# Directions
Locate each line in the records below that contains the word "white", and copy those lines out.

[Pointing records]
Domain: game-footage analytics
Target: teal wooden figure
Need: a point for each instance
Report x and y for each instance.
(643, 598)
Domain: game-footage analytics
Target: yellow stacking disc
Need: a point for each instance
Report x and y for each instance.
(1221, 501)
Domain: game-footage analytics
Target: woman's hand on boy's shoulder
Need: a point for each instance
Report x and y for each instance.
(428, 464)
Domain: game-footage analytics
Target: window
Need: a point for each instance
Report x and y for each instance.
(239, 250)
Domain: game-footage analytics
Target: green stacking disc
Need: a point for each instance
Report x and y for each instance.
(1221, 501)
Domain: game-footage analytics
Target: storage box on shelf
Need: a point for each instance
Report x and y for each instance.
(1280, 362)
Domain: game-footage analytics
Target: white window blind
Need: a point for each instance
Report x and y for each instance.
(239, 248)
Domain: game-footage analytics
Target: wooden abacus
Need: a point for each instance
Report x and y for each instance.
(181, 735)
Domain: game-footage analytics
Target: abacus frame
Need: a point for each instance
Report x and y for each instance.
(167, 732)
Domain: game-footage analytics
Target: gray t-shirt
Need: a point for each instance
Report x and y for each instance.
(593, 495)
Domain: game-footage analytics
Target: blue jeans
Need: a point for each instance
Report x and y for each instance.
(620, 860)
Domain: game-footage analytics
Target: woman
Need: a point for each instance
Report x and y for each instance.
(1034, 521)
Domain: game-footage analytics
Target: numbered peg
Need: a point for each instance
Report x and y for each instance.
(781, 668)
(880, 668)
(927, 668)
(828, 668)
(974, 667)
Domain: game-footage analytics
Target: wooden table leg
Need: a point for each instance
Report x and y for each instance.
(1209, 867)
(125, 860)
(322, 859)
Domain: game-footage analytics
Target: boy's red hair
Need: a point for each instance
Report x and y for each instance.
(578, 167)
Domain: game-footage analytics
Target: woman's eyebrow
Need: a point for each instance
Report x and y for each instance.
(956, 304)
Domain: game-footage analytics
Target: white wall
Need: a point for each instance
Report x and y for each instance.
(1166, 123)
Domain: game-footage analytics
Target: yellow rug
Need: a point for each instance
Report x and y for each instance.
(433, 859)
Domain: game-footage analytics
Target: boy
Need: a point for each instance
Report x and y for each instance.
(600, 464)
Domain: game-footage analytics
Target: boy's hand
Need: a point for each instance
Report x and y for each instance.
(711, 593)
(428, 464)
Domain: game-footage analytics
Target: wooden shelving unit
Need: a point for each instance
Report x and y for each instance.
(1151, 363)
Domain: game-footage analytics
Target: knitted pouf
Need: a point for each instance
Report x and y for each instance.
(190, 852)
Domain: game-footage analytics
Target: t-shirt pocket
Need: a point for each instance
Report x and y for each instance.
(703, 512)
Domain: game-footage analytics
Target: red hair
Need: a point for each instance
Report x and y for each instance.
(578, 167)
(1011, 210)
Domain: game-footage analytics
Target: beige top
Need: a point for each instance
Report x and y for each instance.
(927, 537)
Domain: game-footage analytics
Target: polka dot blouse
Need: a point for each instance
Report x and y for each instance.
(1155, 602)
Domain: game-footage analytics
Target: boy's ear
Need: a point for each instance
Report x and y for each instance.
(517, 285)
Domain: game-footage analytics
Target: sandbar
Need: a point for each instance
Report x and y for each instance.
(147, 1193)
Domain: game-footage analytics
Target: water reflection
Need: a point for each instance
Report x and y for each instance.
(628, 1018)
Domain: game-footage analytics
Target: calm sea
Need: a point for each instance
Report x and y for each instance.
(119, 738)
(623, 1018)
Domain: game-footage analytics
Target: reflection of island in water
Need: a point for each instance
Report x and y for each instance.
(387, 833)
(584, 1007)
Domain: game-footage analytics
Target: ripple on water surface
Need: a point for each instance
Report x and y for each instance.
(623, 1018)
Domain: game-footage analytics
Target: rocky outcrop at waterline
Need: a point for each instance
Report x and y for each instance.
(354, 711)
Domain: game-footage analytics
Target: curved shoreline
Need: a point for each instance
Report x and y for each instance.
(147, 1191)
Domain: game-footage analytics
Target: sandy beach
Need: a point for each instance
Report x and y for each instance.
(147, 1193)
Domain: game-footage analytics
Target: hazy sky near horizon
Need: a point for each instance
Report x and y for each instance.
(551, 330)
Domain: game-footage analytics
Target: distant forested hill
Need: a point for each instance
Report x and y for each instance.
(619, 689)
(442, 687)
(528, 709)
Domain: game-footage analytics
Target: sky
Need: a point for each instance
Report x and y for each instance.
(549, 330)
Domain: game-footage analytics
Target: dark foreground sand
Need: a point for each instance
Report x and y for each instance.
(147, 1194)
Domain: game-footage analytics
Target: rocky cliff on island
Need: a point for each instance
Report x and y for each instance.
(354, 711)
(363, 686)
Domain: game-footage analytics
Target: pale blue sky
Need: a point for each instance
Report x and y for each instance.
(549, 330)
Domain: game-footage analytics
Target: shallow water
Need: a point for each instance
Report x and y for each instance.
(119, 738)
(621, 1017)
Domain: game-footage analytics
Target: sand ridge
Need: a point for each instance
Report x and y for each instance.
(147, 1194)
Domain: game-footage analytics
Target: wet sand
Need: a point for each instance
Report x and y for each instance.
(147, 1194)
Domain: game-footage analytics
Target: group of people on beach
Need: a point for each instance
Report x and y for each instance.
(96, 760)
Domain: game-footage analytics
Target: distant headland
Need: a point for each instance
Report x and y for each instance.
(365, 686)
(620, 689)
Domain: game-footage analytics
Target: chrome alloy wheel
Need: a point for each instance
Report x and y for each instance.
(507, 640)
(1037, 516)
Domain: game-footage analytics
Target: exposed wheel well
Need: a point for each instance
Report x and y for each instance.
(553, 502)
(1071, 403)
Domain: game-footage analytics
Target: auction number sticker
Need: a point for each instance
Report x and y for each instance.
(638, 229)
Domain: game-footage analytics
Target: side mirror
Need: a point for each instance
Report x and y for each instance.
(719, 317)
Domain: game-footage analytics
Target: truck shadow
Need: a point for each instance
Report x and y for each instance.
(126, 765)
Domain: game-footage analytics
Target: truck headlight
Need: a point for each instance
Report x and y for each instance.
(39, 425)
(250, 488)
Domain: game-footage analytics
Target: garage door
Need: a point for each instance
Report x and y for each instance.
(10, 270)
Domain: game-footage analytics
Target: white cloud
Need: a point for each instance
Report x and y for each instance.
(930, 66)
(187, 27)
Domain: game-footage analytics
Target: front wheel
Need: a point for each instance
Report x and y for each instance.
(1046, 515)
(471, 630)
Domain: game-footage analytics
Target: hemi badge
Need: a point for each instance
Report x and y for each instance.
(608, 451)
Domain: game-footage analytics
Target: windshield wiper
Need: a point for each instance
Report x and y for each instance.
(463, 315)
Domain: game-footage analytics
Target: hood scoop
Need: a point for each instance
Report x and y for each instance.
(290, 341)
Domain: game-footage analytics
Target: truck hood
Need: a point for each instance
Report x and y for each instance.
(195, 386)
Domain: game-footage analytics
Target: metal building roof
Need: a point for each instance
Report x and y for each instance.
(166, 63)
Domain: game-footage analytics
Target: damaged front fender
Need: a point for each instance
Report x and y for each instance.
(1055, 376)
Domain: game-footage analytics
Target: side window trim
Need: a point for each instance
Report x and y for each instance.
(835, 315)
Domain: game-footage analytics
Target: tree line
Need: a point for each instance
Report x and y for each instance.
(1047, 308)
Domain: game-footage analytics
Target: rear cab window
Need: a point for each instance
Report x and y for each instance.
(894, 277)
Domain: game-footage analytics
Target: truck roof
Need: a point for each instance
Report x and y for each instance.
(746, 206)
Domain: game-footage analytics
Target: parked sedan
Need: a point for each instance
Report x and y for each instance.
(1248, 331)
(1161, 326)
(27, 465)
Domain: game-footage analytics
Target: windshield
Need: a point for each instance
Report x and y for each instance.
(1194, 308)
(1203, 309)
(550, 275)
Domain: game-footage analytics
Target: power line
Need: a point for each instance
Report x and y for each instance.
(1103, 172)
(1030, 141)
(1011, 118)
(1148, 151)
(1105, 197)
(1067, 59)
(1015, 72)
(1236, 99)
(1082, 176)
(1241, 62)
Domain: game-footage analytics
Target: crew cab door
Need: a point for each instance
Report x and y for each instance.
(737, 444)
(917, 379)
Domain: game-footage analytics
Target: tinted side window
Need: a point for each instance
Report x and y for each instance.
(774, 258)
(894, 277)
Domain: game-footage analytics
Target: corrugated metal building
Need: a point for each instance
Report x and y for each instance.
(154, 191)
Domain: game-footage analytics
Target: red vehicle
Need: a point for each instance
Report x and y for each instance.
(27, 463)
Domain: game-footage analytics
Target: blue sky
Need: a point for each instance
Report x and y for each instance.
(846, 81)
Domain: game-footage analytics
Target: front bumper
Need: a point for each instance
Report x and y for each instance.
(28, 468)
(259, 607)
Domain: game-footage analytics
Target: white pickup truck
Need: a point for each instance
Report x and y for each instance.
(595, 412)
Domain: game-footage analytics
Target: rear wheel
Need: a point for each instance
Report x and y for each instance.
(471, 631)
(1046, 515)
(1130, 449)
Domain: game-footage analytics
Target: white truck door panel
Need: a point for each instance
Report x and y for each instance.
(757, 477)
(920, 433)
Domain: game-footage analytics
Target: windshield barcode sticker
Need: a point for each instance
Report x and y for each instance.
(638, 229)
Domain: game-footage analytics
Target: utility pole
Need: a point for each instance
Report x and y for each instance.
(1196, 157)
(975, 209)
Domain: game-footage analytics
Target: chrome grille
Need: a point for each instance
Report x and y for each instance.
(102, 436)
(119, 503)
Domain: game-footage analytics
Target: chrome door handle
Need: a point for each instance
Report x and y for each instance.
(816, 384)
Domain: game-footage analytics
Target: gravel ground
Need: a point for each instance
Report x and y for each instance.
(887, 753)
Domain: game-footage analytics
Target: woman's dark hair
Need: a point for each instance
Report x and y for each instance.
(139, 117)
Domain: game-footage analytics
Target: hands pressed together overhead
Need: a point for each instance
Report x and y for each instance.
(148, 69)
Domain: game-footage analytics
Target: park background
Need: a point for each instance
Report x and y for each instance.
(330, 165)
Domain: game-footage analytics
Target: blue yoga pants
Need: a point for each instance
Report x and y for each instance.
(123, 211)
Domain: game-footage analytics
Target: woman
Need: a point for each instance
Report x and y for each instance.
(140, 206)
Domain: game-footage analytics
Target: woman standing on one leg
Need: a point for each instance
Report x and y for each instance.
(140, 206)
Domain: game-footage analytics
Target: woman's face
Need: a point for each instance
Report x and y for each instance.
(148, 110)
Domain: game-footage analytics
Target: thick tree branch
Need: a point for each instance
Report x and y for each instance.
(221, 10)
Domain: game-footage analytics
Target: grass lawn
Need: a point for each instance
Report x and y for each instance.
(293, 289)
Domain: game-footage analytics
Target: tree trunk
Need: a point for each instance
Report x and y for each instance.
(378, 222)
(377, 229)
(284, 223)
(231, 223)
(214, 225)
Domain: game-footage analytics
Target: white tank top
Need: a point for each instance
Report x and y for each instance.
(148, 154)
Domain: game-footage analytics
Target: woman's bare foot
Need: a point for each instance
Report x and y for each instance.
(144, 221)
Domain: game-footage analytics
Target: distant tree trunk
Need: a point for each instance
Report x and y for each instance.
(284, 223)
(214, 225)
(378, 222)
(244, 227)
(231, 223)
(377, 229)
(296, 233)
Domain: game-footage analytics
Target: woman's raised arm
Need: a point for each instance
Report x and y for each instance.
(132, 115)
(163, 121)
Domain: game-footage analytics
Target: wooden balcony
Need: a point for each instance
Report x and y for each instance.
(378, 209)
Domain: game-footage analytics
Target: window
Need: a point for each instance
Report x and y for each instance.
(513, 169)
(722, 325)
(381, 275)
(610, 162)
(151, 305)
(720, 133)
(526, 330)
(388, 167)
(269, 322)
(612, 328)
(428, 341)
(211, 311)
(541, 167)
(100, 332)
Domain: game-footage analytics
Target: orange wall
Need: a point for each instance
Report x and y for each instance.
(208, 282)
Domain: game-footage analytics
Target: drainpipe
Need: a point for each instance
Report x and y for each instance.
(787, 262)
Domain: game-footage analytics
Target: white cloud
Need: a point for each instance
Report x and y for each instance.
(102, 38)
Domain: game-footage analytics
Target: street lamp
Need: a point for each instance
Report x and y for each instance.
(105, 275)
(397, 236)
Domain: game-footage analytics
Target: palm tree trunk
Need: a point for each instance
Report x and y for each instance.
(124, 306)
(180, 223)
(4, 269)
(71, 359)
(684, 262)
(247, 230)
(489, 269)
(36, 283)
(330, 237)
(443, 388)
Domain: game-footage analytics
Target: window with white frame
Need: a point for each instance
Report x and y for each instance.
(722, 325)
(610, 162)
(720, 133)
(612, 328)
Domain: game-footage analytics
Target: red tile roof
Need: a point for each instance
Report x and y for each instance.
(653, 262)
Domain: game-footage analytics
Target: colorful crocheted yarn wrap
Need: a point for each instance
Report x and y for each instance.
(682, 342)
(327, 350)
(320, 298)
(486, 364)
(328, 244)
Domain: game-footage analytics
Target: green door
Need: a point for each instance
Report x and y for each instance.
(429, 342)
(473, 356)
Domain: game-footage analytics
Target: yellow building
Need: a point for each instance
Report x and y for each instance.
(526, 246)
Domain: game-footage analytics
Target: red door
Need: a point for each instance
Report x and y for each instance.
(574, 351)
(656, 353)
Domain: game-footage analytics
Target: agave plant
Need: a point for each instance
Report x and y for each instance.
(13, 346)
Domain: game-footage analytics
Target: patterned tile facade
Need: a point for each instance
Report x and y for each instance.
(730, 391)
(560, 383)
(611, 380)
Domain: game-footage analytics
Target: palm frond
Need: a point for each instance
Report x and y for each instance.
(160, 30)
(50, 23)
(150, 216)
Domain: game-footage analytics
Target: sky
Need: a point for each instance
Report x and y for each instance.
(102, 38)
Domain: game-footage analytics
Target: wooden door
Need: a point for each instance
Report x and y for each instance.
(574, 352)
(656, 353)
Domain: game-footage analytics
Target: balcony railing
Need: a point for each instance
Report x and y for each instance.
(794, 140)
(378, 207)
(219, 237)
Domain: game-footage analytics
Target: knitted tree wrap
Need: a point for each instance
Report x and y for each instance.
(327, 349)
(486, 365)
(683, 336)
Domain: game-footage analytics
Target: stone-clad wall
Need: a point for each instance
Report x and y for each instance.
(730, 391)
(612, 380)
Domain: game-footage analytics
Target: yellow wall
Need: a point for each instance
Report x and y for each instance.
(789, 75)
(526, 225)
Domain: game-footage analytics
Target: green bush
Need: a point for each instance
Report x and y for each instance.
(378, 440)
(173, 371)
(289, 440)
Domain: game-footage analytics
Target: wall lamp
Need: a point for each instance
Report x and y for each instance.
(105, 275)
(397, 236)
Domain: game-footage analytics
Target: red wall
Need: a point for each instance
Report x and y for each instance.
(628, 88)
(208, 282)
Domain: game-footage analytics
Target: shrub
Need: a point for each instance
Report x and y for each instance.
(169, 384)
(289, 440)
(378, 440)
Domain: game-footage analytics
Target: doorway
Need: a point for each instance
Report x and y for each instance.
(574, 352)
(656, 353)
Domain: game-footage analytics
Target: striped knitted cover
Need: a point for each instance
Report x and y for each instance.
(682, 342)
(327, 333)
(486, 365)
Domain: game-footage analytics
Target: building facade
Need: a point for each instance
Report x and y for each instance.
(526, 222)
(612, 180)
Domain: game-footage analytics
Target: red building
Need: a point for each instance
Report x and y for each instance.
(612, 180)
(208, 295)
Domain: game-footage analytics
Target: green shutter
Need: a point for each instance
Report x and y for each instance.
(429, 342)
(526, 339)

# Solution to the problem
Target: white window blind
Target: white wall
Target: white cloud
Target: white pickup truck
Target: white truck door panel
Target: white tank top
Target: white cloud
Target: window with white frame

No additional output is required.